[begin Source passage]

Android Performance Tip

In the game I have to detach about avg. 8 nodes and attach 8 nodes like every 10 seconds or so. I tried this instead of setting CullHints and this resulted in 40-60. Thus, I’m sticking with CullHints + not calling updateLogical state for 60+ fps.

@Momoko_Fan said: I don't really see any solution here except just having less objects ... Unless anybody has other ideas.
You do know that I have presented a solution, right? By not calling the updateLogicalState on rootNode.

@pspeed yes I noticed that for large scenes updateLogicalState and updateGeometricState cause an overhead that makes a huge difference for Android. But by selectively calling updateLogicalState on just Spatials with Contol and using the below DynNode instead of Node, it seems that suddenly jme3 works pretty fast for large scenes as well.

When I profiled again, and found that a lot is spend in updateGeometricState. I have significantly reduced the overhead by instead of using Node.class using this:

public class DynNode extends Node {
    public DynNode() {
        super();
    }
    public DynNode(String name) {
        super(name);
    }
    public void updateGeometricState() {
        if(refreshFlags == 0) return;
        super.updateGeometricState();
    }
}

This seems to reduce much of the updateGeometricState calls. Also my rootNode and guiNode are now of DynNode.

Here is a screenshot taken on Android, while also playing background music, and using accelerometer. The fps is 63. :slight_smile:
Taken on phone

@The Leo said: You do know that I have presented a solution, right? By not calling the updateLogicalState on rootNode.
Well, that's a solution for your game, but that can hardly be a generic solution for the engine. Kirill wants a generic solution. updateLogicalState updates controls, if a control moves an object, it has to be called even if the object is out of the screen, else this object will move only if it's in the view frustum, which is not an acceptable solution.
@The Leo said:
public class DynNode extends Node {
    public DynNode() {
        super();
    }
    public DynNode(String name) {
        super(name);
    }
    public void updateGeometricState() {
        if(refreshFlags == 0) return;
        super.updateGeometricState();
    }
}
You realize that if a children of this node is transformed you won't update it. Refresh flags are not updated upward, refreshFlags == 0 does not guarantee that the subgraph didn't change. Doing less things obviously gives better performance...but that's doing less things...

You may think those are good solutions because they give good numbers, but they may get you in trouble later, if you want for example to have moving platforms that goes in and outside of the view…

Your analysis is interesting, because it clearly shows that those methods are the weak point when you have a big scene. But your solutions only works for very particular cases and cannot be general.

On a side note, your character looks very nice, I like the cartoonish style.

@Refresh flags are not updated upward, refreshFlags == 0 does not guarantee that the subgraph didn’t change.

Im not really sure about this. From my observation:

SetTransformRefresh always includes SetBoundRefresh which updates flags upward to parent.
Adding child to a node calls setTransformRefresh(), which calls setBoundRefresh which updates flags upward to parent.
Detaching also calls setTransformRefresh() and so on.

[end Source passage]
[begin Data section]

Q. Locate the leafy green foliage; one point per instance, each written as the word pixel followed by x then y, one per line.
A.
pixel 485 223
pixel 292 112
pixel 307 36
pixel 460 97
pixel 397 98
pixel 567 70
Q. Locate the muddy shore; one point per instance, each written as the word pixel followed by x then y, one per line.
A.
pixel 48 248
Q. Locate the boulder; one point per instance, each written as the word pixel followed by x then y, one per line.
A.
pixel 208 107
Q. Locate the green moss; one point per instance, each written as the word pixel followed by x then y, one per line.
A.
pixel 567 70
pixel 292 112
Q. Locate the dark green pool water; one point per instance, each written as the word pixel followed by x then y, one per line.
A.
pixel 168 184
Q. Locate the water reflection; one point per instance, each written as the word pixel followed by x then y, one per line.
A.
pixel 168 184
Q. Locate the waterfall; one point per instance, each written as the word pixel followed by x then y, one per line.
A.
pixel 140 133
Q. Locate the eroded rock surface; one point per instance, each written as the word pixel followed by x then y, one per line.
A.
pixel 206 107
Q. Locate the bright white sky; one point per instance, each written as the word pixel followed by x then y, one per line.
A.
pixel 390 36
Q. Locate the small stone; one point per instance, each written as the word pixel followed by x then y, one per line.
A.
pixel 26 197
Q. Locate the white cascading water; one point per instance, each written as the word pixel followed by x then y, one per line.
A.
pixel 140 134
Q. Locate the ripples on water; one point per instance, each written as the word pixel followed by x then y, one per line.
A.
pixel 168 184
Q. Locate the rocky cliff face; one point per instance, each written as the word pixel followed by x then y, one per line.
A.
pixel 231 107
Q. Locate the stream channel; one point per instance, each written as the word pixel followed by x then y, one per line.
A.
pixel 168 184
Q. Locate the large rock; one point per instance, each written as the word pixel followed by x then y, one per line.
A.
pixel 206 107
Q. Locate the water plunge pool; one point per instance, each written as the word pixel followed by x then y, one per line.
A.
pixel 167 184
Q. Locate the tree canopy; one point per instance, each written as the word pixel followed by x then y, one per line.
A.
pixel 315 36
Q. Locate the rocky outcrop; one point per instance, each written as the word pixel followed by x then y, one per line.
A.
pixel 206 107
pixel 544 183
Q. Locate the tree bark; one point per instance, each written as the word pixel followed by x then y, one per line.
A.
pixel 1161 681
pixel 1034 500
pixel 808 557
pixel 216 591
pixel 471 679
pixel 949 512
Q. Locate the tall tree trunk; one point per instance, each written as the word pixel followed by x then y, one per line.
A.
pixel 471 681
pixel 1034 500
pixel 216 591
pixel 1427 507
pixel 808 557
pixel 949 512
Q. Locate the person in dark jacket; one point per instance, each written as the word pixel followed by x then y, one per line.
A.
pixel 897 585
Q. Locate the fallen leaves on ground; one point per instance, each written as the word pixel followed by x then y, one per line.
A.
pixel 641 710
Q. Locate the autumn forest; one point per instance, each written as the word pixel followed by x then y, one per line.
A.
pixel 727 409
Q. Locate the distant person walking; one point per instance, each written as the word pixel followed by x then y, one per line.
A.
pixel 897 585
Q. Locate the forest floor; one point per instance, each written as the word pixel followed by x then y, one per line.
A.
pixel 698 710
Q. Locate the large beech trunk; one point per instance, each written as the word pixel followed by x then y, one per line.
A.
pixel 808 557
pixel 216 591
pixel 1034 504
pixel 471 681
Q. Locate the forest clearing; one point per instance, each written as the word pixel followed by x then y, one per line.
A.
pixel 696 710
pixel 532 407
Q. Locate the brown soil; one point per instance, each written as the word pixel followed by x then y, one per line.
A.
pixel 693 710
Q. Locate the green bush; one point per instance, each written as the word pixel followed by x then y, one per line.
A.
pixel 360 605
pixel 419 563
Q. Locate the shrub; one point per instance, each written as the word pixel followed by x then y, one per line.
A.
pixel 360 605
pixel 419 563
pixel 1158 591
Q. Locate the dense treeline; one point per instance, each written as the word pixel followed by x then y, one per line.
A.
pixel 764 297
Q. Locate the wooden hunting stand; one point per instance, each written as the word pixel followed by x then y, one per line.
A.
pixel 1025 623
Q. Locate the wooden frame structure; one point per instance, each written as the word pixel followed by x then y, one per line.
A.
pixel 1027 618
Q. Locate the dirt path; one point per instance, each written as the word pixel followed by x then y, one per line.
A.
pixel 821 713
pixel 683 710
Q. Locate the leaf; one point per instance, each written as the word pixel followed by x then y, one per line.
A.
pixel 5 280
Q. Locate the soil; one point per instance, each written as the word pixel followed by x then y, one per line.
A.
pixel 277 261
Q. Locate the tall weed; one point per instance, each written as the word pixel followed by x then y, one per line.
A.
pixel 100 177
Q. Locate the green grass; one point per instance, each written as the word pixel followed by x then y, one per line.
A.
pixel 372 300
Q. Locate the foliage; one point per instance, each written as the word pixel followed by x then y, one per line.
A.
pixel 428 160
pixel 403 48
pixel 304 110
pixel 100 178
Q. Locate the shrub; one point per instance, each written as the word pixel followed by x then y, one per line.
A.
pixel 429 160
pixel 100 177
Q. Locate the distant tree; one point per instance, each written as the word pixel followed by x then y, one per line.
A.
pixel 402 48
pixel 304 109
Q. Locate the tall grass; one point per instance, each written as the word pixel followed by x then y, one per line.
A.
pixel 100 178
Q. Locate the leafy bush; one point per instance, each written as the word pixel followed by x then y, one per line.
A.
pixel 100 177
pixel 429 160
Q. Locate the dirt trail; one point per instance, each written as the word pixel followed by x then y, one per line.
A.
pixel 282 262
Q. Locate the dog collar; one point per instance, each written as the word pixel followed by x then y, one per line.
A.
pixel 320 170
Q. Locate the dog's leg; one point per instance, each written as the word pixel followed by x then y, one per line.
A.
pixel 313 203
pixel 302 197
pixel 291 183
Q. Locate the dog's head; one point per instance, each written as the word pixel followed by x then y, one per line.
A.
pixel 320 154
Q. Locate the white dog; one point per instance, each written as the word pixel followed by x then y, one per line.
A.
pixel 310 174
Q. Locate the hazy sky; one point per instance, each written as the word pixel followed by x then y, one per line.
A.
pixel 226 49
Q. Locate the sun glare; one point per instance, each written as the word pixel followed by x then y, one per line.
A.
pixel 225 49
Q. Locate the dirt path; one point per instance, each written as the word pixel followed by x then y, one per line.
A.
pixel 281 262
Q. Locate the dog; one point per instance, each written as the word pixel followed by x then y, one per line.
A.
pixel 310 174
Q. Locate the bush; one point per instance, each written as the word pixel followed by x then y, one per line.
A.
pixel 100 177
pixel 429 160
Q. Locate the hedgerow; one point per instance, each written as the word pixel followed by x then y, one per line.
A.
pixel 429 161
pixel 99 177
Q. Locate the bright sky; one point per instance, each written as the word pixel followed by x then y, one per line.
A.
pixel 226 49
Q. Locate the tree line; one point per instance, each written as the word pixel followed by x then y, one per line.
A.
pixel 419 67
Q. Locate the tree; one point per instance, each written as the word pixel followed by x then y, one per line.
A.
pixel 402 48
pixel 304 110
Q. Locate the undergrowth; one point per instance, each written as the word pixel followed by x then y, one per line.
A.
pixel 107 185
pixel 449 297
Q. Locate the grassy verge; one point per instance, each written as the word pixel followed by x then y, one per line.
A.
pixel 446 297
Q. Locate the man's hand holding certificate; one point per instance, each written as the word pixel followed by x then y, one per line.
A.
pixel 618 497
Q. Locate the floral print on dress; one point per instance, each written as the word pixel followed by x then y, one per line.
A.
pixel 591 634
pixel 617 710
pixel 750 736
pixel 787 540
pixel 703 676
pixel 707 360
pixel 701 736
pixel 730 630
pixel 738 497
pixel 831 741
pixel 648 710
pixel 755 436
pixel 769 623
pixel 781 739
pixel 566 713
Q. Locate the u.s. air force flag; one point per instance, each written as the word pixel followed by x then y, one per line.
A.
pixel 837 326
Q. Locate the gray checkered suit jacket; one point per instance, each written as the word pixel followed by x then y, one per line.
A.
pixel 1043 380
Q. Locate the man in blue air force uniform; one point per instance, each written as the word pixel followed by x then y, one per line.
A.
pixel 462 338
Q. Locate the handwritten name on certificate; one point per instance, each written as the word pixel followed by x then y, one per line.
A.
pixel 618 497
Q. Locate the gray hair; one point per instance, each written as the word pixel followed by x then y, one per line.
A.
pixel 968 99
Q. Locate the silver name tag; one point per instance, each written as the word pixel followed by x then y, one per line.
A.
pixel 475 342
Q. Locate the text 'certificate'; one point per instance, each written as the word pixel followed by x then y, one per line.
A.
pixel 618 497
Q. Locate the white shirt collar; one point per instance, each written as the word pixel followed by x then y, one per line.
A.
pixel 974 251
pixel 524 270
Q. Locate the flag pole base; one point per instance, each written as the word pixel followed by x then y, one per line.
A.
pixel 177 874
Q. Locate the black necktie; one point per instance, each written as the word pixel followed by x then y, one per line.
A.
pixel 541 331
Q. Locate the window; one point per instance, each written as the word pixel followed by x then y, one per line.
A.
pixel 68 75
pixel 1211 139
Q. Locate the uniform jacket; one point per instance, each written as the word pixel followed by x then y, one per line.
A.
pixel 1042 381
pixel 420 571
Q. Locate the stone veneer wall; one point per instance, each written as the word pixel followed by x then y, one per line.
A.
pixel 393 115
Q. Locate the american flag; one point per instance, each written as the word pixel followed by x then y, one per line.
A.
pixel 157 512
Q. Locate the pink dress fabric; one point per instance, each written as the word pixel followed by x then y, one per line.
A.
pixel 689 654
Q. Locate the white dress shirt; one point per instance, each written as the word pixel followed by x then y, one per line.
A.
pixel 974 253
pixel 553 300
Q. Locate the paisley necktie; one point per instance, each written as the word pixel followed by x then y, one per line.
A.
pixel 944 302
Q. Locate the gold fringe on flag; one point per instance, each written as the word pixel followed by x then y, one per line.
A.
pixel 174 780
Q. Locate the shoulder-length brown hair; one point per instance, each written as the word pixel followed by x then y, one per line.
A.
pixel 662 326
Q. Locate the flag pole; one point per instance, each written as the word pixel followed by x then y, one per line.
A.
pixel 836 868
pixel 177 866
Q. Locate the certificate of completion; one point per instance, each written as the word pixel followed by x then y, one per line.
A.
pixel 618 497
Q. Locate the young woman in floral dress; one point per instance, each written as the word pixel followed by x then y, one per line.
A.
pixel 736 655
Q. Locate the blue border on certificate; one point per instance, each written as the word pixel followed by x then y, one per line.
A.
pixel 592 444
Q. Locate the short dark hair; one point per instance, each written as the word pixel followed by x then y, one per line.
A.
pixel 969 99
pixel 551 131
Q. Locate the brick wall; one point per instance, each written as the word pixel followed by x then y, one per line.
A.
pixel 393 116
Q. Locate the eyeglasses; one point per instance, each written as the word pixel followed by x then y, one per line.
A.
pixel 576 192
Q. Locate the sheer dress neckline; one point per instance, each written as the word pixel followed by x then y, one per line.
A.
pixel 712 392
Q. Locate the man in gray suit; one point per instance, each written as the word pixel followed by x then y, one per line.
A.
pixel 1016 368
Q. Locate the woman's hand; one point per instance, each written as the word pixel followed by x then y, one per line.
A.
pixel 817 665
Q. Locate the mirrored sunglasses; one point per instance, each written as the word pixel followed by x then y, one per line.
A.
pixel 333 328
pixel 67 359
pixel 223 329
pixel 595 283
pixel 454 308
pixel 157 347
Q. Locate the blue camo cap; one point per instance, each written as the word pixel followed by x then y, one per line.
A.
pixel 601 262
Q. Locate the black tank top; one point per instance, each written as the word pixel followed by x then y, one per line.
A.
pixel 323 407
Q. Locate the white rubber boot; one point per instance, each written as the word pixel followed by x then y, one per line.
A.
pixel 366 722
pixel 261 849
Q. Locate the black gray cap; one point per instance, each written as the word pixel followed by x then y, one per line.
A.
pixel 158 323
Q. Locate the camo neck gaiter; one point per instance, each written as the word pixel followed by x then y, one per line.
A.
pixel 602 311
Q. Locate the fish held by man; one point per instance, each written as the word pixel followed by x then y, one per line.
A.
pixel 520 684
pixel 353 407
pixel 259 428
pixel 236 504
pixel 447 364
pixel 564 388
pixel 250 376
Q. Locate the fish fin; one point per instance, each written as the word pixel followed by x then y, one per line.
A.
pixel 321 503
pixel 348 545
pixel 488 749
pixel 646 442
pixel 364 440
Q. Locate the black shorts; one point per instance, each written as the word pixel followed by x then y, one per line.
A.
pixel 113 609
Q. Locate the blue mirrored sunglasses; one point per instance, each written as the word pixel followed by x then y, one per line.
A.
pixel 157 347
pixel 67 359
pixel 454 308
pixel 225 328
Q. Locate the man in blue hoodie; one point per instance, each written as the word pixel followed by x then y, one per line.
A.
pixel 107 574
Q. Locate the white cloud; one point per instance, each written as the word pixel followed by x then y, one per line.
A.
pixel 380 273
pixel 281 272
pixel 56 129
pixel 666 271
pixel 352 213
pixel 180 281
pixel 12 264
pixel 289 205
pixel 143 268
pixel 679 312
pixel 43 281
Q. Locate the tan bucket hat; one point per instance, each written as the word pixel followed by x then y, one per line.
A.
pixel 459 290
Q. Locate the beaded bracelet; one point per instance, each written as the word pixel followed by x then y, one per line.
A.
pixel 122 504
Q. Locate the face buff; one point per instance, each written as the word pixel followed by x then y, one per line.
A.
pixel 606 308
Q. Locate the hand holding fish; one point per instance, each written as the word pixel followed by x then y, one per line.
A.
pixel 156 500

[end Data section]

=== What is asked ===
[1] In the performance thread, list every method named whose name ends in "State" or "Refresh".
[2] Reproduce the part of the performance thread that runs from "In the game" down to "scenes as well.".
[3] What fps does the performance thread report for the screenshot taken on Android?

=== Set of answers ===
[1] updateLogicalState, updateGeometricState, setTransformRefresh, setBoundRefresh

[2]
In the game I have to detach about avg. 8 nodes and attach 8 nodes like every 10 seconds or so. I tried this instead of setting CullHints and this resulted in 40-60. Thus, I’m sticking with CullHints + not calling updateLogical state for 60+ fps.

@Momoko_Fan said: I don't really see any solution here except just having less objects ... Unless anybody has other ideas.
You do know that I have presented a solution, right? By not calling the updateLogicalState on rootNode.

@pspeed yes I noticed that for large scenes updateLogicalState and updateGeometricState cause an overhead that makes a huge difference for Android. But by selectively calling updateLogicalState on just Spatials with Contol and using the below DynNode instead of Node, it seems that suddenly jme3 works pretty fast for large scenes as well.

[3] 63